◆ **Instructions for the task**: Rescale the stored data entries, beginning at the line that has "For every instance of the ripple" and stopping after the line that has "(1029, 336)". Reproduce those lines in full, each request included, with every point coordinate multiplied by 1.3 and rounded to a whole number, halves rounding up.

** BEGIN Data for this task **

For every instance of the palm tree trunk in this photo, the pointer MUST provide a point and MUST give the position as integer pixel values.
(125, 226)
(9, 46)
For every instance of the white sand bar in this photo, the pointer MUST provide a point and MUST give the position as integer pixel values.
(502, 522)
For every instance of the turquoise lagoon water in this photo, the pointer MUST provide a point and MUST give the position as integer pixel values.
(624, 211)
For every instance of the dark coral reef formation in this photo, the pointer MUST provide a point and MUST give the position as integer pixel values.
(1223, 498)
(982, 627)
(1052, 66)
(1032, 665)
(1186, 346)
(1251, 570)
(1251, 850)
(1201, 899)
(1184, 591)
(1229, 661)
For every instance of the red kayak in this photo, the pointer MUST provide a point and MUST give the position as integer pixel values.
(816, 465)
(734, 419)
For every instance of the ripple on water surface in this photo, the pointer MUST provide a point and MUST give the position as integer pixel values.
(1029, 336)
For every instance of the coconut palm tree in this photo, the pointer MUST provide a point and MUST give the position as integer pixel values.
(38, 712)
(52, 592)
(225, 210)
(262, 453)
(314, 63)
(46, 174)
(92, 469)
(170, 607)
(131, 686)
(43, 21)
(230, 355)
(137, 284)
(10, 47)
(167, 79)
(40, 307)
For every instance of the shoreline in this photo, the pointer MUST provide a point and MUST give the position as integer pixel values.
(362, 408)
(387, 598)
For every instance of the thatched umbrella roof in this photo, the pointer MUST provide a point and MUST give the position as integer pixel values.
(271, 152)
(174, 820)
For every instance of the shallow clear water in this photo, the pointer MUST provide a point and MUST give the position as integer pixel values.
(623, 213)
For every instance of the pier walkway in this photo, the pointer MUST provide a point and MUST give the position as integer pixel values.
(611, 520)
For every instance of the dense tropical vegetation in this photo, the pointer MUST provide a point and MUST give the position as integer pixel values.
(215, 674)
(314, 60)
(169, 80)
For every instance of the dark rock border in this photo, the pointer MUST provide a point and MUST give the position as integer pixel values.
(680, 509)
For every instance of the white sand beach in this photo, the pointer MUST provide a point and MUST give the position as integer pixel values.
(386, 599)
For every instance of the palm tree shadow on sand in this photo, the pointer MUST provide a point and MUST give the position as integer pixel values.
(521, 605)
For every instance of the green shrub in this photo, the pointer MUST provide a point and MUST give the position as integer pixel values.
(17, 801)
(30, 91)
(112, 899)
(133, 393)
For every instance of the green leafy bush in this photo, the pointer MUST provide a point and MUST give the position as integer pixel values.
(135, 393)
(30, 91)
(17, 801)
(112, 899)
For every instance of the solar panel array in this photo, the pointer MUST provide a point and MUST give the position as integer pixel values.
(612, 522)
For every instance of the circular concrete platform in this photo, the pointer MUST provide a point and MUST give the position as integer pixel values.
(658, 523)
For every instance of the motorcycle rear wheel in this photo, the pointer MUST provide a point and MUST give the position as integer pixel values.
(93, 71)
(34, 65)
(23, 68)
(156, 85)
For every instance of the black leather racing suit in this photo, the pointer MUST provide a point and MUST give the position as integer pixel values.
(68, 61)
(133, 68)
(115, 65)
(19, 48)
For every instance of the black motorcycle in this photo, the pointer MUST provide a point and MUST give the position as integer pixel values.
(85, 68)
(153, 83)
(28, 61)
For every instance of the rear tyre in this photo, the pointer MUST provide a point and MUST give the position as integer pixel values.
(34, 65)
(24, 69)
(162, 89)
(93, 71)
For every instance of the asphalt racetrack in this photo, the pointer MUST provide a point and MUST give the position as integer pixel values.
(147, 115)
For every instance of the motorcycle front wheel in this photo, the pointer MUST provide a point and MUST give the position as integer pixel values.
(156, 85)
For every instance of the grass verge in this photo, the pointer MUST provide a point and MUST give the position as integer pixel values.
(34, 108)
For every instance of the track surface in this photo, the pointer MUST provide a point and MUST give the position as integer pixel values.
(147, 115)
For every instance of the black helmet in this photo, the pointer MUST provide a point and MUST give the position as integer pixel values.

** END Data for this task **

◆ **Response to this task**:
For every instance of the ripple on water surface in this photo, the pointer MUST provide a point and MUST give the position as integer pixel values.
(1338, 437)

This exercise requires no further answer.